Consignes de travail
1. Selon le compte rendu consacré au traité de Versailles, pourquoi la manière dont Jacques Alain de Sédouy restitue le déroulement de la conférence est-elle limpide ? Répondez en une à trois phrases.
2. Pourriez-vous écrire la suite du compte rendu consacré au traité de Versailles, après sa dernière phrase ?

Texte extrait
Compte rendu pour la Revue d’Histoire Diplomatique
Ils ont refait le monde. 1919-1920. Le Traité de Versailles, Jacques Alain de Sédouy (Tallandier)
Les analyses, souvent critiques, du traité de Versailles, dont les conséquences ont marqué le XXème siècle et au-delà, ont été nombreuses, dès sa signature et dans les années 20: Bainville, Keynes, Thibaudet pour ne citer que les premières, et les plus connues. Sans oublier les mémoires des principaux acteurs. Submergé pendant un temps par la réflexion autour des causes, du déroulement, des conclusions et des conséquences de la Seconde guerre mondiale, l’intérêt pour le traité de Versailles s’est remanifesté depuis la fin de la Guerre froide : ouvrages de J.J Becker, Margaret MacMillan, Pierre Renouvin, G.H Soutou, etc. … Et près d’un siècle après les évènements , Jacques Alain de Sédouy a entrepris de nous raconter comment « ils » (Wilson, Clémenceau, Llyod Georges, Orlando) « ont refait le monde », par les Traités de Versailles, Saint Germain, et Trianon, ainsi que de Neuilly puis de Lausanne.
L’ancien diplomate sait rendre ce récit captivant. Il restitue de façon chronologique, et donc limpide, le déroulement de la conférence : la confrontation, mais aussi l’accord des personnalités, notamment Wilson et Clémenceau, les discussions, les blocages, les compromis, les décisions finales. Il nous place en professionnel à l’intérieur des négociations, et en éclaire les étapes distinctes, l’ouverture, le passage du « conseil des 10 » au « conseil des 4 » ( avec le début des négociations en anglais ! ). Les enjeux pour chaque protagoniste sont mis en évidence. On voit les options qui s’offrent à eux, les ressorts de leurs choix et leurs conséquences immédiates ou lointaines. Son style est sec, nerveux, il va à l’essentiel. Ce sont ces mêmes qualités qui avaient déjà rendu si instructifs ses travaux de 2003 sur le Congrès de Vienne et de 2009 et sur le « concert européen, aux origines de l’Europe ».

Données fournies
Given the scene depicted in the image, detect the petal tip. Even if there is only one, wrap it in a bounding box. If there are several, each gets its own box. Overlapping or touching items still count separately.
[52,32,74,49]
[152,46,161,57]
---
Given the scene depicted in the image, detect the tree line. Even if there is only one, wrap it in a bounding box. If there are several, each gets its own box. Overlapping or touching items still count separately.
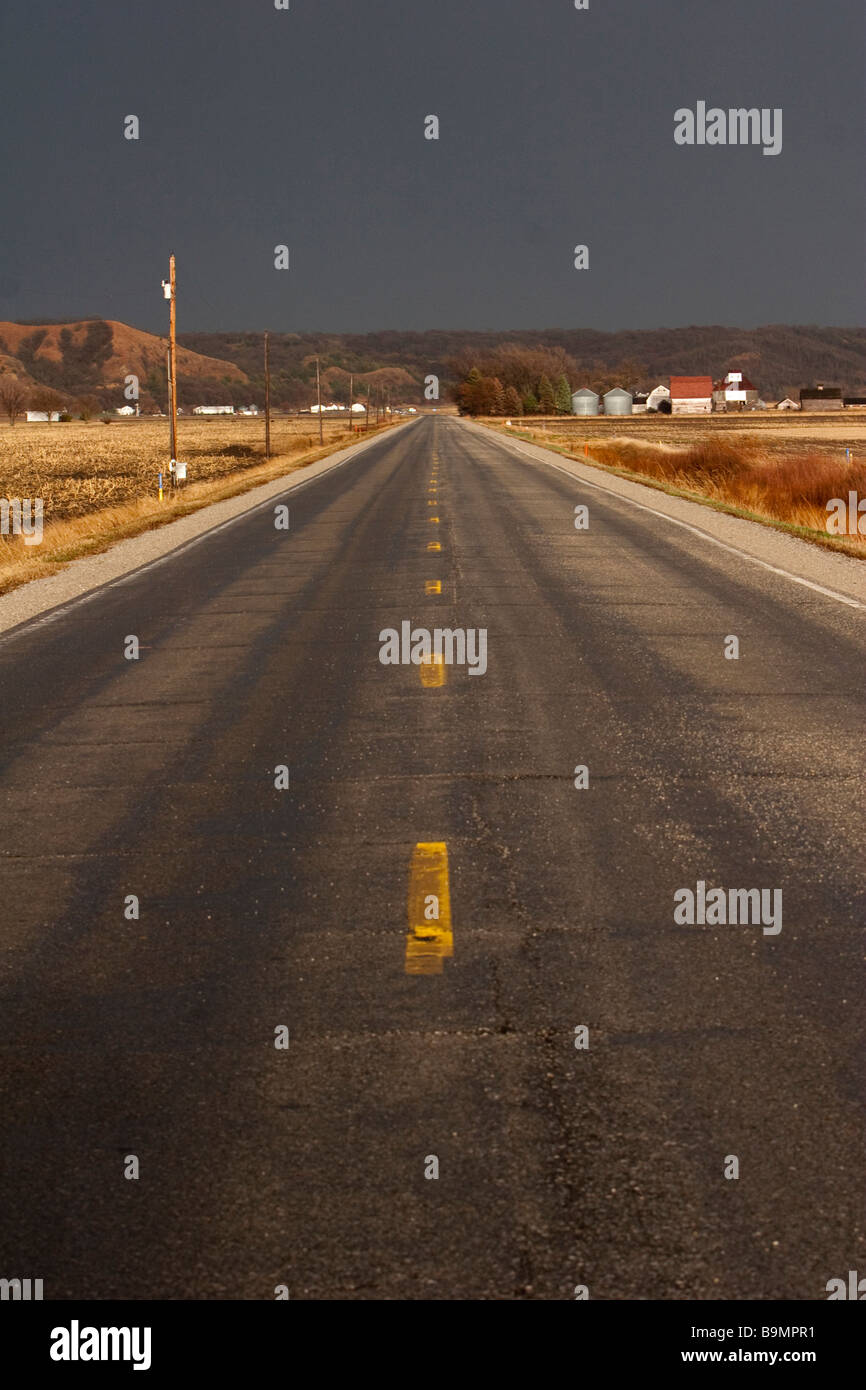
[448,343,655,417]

Réponses attendues
1. Le déroulement de la conférence est restitué de façon limpide parce que l'auteur le présente de façon chronologique, des confrontations et discussions jusqu'aux compromis et aux décisions finales.

2.
Pourquoi Jacques Alain de Sédouy porte-t-il, selon ses dires, sur ces traités « qui ont mauvaise réputation », un jugement « nuancé », ce qui le différencie de nombreux analystes ? Bien sûr il reconnaît que tout n’a pas été traité, ou mal : question turque, question russe (« une grave lacune »). Que des solutions évolutives ont dû être adaptées, faute d’accord plus précis, et que leur ambiguïté a permis, par exemple, qu’ à une politique dure à la française envers l’Allemagne, jusqu’en 1924, succède une politique accommodante ce qui n’est pas forcément négatif. Mais, écrit-il, quelles qu’aient été les illusions des vainqueurs et des vaincus : « L’essentiel est acquis. La puissance militaire et économique de l’Allemagne est sérieusement réduite, un nouvel équilibre européen surgit et, comme la France le souhaitait, les Etats nationaux qui succèdent aux empires allemand, austro-hongrois et russe sont en principe assez forts pour, en l’absence de la Russie, s’opposer à un révisionnisme allemand ou hongrois. La Société des Nations (SDN), enfin, incarne un ordre mondial nouveau ». Avec le recul, ces espérances laissent songeur. Et sur le dernier point, la fragilité de ce « pacte de fraternité et d’amitié » , formule de W. Wilson, est d’emblée évidente. On connait la suite. On comparera avec intérêt cette genèse de la SDN avec les discussions à Yalta, vingt-six ans plus tard, sur la création de l’ONU, autrement plus réalistes.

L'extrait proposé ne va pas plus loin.